## Begin
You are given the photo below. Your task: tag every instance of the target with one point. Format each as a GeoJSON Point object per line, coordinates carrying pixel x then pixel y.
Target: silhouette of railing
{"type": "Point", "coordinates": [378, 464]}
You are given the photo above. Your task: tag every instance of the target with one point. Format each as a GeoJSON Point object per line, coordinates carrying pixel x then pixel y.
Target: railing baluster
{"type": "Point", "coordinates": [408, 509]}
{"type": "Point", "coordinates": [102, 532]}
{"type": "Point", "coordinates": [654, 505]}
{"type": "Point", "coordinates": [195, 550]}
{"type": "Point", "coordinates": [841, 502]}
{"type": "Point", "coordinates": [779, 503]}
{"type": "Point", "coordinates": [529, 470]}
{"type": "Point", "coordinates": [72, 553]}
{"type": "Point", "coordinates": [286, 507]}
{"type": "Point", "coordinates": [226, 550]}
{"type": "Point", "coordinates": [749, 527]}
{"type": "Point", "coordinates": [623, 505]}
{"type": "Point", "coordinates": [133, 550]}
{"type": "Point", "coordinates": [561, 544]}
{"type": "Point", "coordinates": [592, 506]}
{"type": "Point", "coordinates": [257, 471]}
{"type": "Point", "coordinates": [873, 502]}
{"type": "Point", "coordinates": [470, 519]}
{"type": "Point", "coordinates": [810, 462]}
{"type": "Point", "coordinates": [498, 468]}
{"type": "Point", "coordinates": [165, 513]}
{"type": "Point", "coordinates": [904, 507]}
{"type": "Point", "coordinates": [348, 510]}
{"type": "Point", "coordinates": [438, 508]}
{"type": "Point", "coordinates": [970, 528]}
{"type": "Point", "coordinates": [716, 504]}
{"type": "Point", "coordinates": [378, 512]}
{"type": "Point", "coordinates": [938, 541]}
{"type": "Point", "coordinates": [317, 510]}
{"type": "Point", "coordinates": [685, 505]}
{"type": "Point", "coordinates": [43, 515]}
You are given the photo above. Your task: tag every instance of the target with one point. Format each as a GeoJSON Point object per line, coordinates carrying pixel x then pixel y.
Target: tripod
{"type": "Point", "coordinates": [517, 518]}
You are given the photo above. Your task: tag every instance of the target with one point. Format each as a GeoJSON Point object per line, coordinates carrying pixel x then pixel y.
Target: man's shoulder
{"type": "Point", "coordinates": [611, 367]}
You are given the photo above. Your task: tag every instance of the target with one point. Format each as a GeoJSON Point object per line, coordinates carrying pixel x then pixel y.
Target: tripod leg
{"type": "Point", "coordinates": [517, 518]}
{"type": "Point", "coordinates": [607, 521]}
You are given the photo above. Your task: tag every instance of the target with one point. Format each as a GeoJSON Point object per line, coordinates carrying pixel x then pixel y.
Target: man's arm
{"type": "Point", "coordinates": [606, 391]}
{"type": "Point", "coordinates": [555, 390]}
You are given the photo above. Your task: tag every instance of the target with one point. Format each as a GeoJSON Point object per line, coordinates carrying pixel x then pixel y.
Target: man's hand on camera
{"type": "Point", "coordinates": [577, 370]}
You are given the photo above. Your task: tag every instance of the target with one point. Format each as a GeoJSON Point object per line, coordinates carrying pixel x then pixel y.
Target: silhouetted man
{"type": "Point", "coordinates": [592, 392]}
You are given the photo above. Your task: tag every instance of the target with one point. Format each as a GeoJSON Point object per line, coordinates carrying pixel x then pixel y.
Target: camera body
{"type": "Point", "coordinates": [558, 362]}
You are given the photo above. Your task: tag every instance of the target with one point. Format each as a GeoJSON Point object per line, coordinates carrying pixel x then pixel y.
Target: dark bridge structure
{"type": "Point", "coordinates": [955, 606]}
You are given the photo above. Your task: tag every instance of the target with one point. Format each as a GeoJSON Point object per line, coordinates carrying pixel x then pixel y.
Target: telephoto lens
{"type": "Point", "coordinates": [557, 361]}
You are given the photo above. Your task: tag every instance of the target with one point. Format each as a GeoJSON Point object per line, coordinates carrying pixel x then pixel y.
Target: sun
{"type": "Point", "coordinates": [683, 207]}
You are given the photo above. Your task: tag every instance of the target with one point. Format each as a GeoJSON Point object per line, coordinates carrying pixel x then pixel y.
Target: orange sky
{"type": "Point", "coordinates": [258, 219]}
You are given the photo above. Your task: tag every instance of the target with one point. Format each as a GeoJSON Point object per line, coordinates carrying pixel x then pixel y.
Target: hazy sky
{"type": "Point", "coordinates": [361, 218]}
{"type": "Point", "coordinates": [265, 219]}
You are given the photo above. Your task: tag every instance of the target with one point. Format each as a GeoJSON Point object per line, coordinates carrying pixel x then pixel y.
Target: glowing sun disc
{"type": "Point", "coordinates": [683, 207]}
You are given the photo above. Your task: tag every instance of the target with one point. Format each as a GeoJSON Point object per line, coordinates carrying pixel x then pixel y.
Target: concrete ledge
## End
__Work required__. Exactly reproduce the material above.

__Response to the task__.
You are given the photo below. Your task: tag every instance of the target with one point. Format each as a GeoJSON Point object per line, coordinates carrying pixel x then pixel y.
Target: silhouette of railing
{"type": "Point", "coordinates": [378, 464]}
You are given the photo above. Your task: tag every instance of the target with one point. Format each as a GeoJSON Point object per line, coordinates carrying pixel x then pixel y.
Target: railing baluster
{"type": "Point", "coordinates": [408, 509]}
{"type": "Point", "coordinates": [102, 532]}
{"type": "Point", "coordinates": [654, 505]}
{"type": "Point", "coordinates": [195, 550]}
{"type": "Point", "coordinates": [841, 502]}
{"type": "Point", "coordinates": [779, 503]}
{"type": "Point", "coordinates": [529, 470]}
{"type": "Point", "coordinates": [72, 553]}
{"type": "Point", "coordinates": [286, 507]}
{"type": "Point", "coordinates": [226, 550]}
{"type": "Point", "coordinates": [749, 527]}
{"type": "Point", "coordinates": [623, 505]}
{"type": "Point", "coordinates": [133, 550]}
{"type": "Point", "coordinates": [561, 544]}
{"type": "Point", "coordinates": [592, 506]}
{"type": "Point", "coordinates": [257, 471]}
{"type": "Point", "coordinates": [873, 502]}
{"type": "Point", "coordinates": [470, 519]}
{"type": "Point", "coordinates": [810, 462]}
{"type": "Point", "coordinates": [498, 468]}
{"type": "Point", "coordinates": [165, 513]}
{"type": "Point", "coordinates": [904, 507]}
{"type": "Point", "coordinates": [348, 510]}
{"type": "Point", "coordinates": [438, 508]}
{"type": "Point", "coordinates": [970, 528]}
{"type": "Point", "coordinates": [716, 504]}
{"type": "Point", "coordinates": [378, 512]}
{"type": "Point", "coordinates": [938, 541]}
{"type": "Point", "coordinates": [317, 510]}
{"type": "Point", "coordinates": [685, 505]}
{"type": "Point", "coordinates": [43, 515]}
You are given the photo above. Your task: tag every instance of the target with one point. Format each as a GeoJSON Point object per line, coordinates carrying pixel x then pixel y.
Target: tripod
{"type": "Point", "coordinates": [517, 518]}
You are given the photo above. Your task: tag every instance of the target with one point. Format each as a GeoJSON Point object per line, coordinates carrying pixel x then pixel y.
Target: man's shoulder
{"type": "Point", "coordinates": [611, 367]}
You are given the photo above. Your task: tag every instance of the target with one point. Format each as a GeoJSON Point object per line, coordinates carrying pixel x then pixel y.
Target: tripod leg
{"type": "Point", "coordinates": [517, 518]}
{"type": "Point", "coordinates": [607, 521]}
You are given the photo above. Your task: tag every instance of the target with one point. Format each as a GeoJSON Point object per line, coordinates carrying pixel x then pixel y.
Target: man's arm
{"type": "Point", "coordinates": [606, 391]}
{"type": "Point", "coordinates": [555, 390]}
You are given the photo above. Your task: tag every instance of the target with one point. Format each as a GeoJSON Point object per line, coordinates carrying pixel x then pixel y.
Target: man's hand on camera
{"type": "Point", "coordinates": [577, 370]}
You are given the photo above. Your task: tag every instance of the target with one point. Format each as a GeoJSON Point object per line, coordinates carrying pixel x then pixel y.
Target: silhouetted man
{"type": "Point", "coordinates": [592, 392]}
You are given the photo above. Your task: tag every instance of the target with one point. Format each as a GeoJSON Point object per line, coordinates carrying pixel x then pixel y.
Target: camera body
{"type": "Point", "coordinates": [558, 362]}
You are given the photo above. Your task: tag every instance of the target with one point. Format each as a GeoJSON Point object per line, coordinates carrying pixel x then pixel y.
Target: dark bridge structure
{"type": "Point", "coordinates": [955, 606]}
You are given the photo above. Your task: tag every instance of the target with one point. Format each as a GeoJSON Point object per line, coordinates carrying pixel x then pixel y.
Target: telephoto lens
{"type": "Point", "coordinates": [557, 361]}
You are given the photo above. Your task: tag every instance of the target with one point. Format each as a GeoJSON Point object per line, coordinates carrying pixel x then pixel y.
Target: sun
{"type": "Point", "coordinates": [683, 207]}
You are given the photo above. Your task: tag every instance of the target with one point. Format each as a GeoJSON Point object per line, coordinates carrying pixel x then pixel y.
Target: orange sky
{"type": "Point", "coordinates": [258, 219]}
You are given the photo above. Your task: tag every instance of the target with one point. Format each as a GeoJSON Point object per line, coordinates carrying pixel x then pixel y.
Target: hazy sky
{"type": "Point", "coordinates": [361, 218]}
{"type": "Point", "coordinates": [265, 219]}
You are given the photo above. Your task: tag every instance of the target with one point. Format each as a GeoJSON Point object per line, coordinates carrying pixel x then pixel y.
Target: glowing sun disc
{"type": "Point", "coordinates": [683, 207]}
You are given the photo above. Your task: tag every instance of the target with one point. Format each as a GeoJSON Point object per line, coordinates carrying pixel x then pixel y.
Target: concrete ledge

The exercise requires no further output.